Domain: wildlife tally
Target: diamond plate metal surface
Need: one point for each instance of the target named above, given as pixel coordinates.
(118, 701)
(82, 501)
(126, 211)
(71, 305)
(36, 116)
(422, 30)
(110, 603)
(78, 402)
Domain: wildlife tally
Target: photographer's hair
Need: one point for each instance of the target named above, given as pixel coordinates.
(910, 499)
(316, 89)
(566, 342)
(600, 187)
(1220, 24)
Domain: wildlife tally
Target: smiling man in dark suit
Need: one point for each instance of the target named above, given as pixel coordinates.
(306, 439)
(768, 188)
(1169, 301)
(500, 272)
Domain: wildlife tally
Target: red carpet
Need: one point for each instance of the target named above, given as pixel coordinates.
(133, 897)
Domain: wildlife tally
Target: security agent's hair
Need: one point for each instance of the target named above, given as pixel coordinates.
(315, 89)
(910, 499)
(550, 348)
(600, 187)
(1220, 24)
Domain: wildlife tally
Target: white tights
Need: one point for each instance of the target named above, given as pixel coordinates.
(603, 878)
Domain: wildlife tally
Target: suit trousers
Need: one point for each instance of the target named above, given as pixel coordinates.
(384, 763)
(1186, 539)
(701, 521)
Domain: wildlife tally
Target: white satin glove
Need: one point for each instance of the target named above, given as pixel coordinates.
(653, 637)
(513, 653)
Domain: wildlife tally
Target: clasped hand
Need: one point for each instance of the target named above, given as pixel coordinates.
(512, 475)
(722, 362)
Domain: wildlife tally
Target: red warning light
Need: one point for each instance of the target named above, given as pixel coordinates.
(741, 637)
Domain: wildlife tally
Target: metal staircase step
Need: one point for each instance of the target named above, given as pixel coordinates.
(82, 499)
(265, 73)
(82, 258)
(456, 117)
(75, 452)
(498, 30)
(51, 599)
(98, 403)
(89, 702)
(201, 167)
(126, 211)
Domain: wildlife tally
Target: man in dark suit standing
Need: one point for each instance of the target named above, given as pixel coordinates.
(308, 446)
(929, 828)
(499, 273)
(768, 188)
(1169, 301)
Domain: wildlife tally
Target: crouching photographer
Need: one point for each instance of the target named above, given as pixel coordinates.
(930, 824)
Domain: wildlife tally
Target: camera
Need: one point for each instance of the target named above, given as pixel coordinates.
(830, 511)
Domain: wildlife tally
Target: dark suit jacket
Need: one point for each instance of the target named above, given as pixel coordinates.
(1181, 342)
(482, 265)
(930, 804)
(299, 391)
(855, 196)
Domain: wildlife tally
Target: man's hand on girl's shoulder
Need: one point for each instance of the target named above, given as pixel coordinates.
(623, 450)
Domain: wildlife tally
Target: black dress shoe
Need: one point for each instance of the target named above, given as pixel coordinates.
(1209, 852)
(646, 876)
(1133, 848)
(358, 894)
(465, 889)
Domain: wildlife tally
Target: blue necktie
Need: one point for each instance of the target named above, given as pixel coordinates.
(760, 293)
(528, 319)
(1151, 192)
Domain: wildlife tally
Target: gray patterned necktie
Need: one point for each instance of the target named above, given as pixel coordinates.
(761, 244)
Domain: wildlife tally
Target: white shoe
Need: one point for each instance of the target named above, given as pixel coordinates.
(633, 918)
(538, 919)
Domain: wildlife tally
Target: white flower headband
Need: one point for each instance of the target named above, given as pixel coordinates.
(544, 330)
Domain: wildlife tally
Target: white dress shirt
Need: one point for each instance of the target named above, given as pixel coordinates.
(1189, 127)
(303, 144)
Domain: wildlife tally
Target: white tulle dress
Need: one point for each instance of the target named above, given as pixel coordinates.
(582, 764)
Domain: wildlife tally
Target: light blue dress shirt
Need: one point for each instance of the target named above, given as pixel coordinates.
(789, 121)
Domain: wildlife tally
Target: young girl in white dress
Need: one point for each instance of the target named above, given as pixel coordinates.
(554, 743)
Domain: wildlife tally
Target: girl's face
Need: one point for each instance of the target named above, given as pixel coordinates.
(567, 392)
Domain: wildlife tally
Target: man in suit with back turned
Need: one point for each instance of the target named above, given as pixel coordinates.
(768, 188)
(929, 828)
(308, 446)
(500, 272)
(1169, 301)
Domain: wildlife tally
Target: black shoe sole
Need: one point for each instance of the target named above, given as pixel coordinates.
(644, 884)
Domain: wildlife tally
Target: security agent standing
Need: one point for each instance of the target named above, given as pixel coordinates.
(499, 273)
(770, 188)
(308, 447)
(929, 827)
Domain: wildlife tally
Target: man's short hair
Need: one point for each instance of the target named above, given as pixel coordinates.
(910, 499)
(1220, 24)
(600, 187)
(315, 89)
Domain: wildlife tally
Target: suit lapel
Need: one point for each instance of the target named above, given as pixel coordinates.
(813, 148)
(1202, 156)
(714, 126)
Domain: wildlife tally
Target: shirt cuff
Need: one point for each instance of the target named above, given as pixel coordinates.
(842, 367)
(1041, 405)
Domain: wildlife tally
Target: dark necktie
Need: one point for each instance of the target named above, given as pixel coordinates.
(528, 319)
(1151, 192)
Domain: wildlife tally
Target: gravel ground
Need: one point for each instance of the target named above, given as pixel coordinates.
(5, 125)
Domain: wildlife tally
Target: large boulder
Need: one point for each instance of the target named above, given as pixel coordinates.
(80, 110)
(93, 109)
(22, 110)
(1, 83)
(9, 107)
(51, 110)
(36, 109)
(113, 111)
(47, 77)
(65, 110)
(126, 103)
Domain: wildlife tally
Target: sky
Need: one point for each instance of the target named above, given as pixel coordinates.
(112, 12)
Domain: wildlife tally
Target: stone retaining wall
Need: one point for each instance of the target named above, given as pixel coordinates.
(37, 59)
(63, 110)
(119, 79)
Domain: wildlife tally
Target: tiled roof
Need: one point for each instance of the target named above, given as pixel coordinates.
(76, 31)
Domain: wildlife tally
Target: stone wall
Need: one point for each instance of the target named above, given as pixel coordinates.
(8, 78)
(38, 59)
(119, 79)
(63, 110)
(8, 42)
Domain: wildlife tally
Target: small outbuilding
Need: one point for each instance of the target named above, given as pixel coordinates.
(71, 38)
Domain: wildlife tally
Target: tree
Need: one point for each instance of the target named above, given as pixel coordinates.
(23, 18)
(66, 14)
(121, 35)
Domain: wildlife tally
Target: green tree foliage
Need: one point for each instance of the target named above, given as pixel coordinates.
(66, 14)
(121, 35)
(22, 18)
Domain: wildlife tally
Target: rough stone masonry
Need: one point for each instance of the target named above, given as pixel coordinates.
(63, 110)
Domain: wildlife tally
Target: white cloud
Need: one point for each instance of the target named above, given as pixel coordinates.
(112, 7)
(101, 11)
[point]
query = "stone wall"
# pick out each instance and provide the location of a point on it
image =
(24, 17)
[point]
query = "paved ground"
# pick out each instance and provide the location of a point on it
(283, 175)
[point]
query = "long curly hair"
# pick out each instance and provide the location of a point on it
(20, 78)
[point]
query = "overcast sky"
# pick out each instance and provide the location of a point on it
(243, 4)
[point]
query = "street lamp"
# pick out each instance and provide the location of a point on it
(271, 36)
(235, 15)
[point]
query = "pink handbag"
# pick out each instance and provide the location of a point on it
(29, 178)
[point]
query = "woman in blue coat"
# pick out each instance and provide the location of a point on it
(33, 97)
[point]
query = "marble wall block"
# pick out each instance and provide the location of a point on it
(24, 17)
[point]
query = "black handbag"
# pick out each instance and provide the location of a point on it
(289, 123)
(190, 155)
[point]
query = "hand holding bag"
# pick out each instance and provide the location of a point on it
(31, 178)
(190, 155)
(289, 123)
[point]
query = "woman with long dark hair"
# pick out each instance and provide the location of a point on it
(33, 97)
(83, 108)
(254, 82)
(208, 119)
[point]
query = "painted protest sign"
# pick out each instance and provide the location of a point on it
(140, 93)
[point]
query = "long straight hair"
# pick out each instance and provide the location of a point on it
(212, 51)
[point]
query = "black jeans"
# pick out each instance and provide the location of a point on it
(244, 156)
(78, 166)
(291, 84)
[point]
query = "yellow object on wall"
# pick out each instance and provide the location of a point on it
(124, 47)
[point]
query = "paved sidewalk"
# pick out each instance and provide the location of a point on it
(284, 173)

- Aim of the exercise
From the lines above, keep only those that contain the word "dress", matching case exactly, and copy each one out.

- Answer in full
Target: black dress shoe
Target: white dress shirt
Target: white tulle dress
Target: light blue dress shirt
Target: young girl in white dress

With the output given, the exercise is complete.